■ **TEKS YANG DISEDIAKAN**
++++++++
Emiten Semen Tuai Berkah

Saat ini, ada empat emiten di sektor semen yang sahamnya tercatat di Bursa Efek Indonesia. Keempat emiten tersebut yakni PT Semen Indonesia (Persero) Tbk. (SMGR), PT Indocement Tunggal Prakarsa Tbk. (INTP), PT Solusi Bangun Indonesia Tbk. (SMCB), dan PT Semen Baturaja (Persero) Tbk. (SMBR).

Keempatnya sudah merilis kinerja keuangan mereka untuk periode kuartal pertama tahun ini. Hasilnya, keempatnya mencatatkan kinerja yang bervariasi. Hanya SMGR yang mencatatkan penurunan pendapatan dan hanya INTP yang mencatatkan penurunan laba.

Berikut ini kinerja lengkap keempat emiten tersebut:

SMBR berhasil tampil sebagai emiten dengan pertumbuhan pendapatan paling tinggi. Alhasil, perseroan mampu membalikkan kondisi keuangan dari yang semula rugi pada kuartal pertama tahun lalu menjadi untung pada periode yang sama tahun ini.

Selain pertumbuhan pendapatannya yang tinggi, SMBR juga mampu menekan beban pokoknya. Hal ini menjadikan laba brutonya terlihat tumbuh lebih tinggi lagi dan memungkinkan perusahaan untuk mencetak laba bersih.

Hanya saja, tingkat keuntungannya belum mampu mengimbangi tingkat kerugiannya yang sangat tinggi pada kuartal pertama tahun lalu.

Sementara  itu, SMCB menjadi emiten semen dengan pertumbuhan laba paling tinggi pada kuartal pertama tahun ini, melesat 128% yoy, padahal pendapatannya hanya tumbuh 4% yoy. Perseroan bahkan sebenarnya mencatatkan penurunan laba bruto sebesar 1,3% yoy.

Pertumbuhan yang tinggi mulai terlihat pada laba sebelum pajak. Hal ini terjadi lantaran beban usaha SMCB berkurang signifikan. Beban usaha ini mencakup beban distribusi dan penjualan, beban umum dan administrasi, serta rugi selisih kurs.

Di sisi lain, pelemahan pendapatan pada SMGR, yakni perusahaan semen terbesar di Indonesia, disebabkan karena mayoritas proyek infrastruktur pemerintah belum sepenuhnya berjalan. Sebagai emiten BUMN, exposure SMGR terhadap proyek-proyek pemerintah atau BUMN cukup tinggi.

Kendati demikian, SMGR mampu mempertahankan capaian labanya tetap stabil, bahkan masih tumbuh meski hanya 0,9% yoy. Hal ini terutama karena perseroan tertolong oleh beban pajak penghasilan yang menurun 22% yoy menjadi Rp224 miliar.  

Sementara itu, satu-satunya emiten yang mencatatkan penurunan laba adalah INTP. Berdasarkan laporan keuangannya, penurunan pada laba sebelum pajak disebabkan karena perseroan membukukan pendapatan operasi lain dan pendapatan keuangan yang lebih rendah.
++++++++
■ **DATA YANG DISEDIAKAN**
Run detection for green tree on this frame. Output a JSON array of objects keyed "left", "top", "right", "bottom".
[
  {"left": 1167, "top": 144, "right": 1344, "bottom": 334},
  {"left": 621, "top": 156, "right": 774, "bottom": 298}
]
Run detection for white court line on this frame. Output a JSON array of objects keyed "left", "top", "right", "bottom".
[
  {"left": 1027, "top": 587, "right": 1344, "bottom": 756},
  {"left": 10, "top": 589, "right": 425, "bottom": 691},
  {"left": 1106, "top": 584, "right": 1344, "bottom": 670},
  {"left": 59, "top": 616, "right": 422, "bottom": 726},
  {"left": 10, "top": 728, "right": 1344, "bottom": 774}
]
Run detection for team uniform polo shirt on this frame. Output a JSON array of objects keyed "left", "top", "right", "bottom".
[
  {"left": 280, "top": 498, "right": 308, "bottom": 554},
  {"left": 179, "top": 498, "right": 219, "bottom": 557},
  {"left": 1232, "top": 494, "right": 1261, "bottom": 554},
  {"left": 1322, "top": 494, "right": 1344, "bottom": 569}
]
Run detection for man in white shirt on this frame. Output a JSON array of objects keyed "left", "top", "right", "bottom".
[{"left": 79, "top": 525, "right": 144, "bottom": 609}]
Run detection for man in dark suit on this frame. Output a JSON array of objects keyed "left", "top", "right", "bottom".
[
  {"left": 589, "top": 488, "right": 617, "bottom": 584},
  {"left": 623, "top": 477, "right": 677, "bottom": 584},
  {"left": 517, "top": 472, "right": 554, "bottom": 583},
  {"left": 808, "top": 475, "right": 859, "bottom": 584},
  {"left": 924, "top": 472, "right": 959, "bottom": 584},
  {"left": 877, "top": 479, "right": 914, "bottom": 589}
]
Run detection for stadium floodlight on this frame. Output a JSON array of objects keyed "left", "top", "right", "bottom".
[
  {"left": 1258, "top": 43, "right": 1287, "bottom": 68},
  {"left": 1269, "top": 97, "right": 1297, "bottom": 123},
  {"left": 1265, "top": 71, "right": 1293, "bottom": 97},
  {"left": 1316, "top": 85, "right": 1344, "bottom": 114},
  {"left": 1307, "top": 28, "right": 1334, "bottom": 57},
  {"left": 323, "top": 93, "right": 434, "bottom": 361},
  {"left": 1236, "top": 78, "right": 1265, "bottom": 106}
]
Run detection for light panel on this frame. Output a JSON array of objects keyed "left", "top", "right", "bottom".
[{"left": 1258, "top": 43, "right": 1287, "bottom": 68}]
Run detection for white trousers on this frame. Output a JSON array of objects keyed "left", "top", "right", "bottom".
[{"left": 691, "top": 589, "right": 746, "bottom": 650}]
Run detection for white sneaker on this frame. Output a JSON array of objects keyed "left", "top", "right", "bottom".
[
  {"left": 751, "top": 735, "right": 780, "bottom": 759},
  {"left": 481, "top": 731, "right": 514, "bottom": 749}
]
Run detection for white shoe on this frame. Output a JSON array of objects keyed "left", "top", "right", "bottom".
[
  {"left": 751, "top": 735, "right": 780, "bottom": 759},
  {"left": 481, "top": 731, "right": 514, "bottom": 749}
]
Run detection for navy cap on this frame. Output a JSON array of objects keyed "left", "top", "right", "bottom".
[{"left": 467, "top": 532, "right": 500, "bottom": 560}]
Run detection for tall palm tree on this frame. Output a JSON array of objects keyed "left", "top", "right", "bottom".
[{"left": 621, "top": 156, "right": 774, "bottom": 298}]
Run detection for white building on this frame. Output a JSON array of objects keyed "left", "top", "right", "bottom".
++++++++
■ **SOAL LATIHAN**
1 – Dalam teks tentang emiten semen, berapa persen kenaikan laba SMCB secara yoy pada kuartal pertama tahun ini?
2 – Tentukan apakah setiap pernyataan berikut sesuai dengan teks tentang emiten semen, lalu kutip kata-kata teks yang menjadi dasarnya. (a) Di antara keempat emiten, hanya SMGR yang pendapatannya turun. (b) Pendapatan SMCB tumbuh 10% yoy. (c) Beban pajak penghasilan SMGR turun menjadi Rp224 miliar.
3 – Salin tanpa perubahan bagian teks tentang emiten semen dari "Berikut ini kinerja" sampai "pertama tahun lalu.".
Jawablah dengan berpegang pada teks saja.

■ **JAWABAN TIAP SOAL**
1 – Laba SMCB melesat 128% yoy.

2 –
(a) Ya: "Hanya SMGR yang mencatatkan penurunan pendapatan"
(b) Tidak: "padahal pendapatannya hanya tumbuh 4% yoy"
(c) Ya: "beban pajak penghasilan yang menurun 22% yoy menjadi Rp224 miliar"

3 –
Berikut ini kinerja lengkap keempat emiten tersebut:

SMBR berhasil tampil sebagai emiten dengan pertumbuhan pendapatan paling tinggi. Alhasil, perseroan mampu membalikkan kondisi keuangan dari yang semula rugi pada kuartal pertama tahun lalu menjadi untung pada periode yang sama tahun ini.

Selain pertumbuhan pendapatannya yang tinggi, SMBR juga mampu menekan beban pokoknya. Hal ini menjadikan laba brutonya terlihat tumbuh lebih tinggi lagi dan memungkinkan perusahaan untuk mencetak laba bersih.

Hanya saja, tingkat keuntungannya belum mampu mengimbangi tingkat kerugiannya yang sangat tinggi pada kuartal pertama tahun lalu.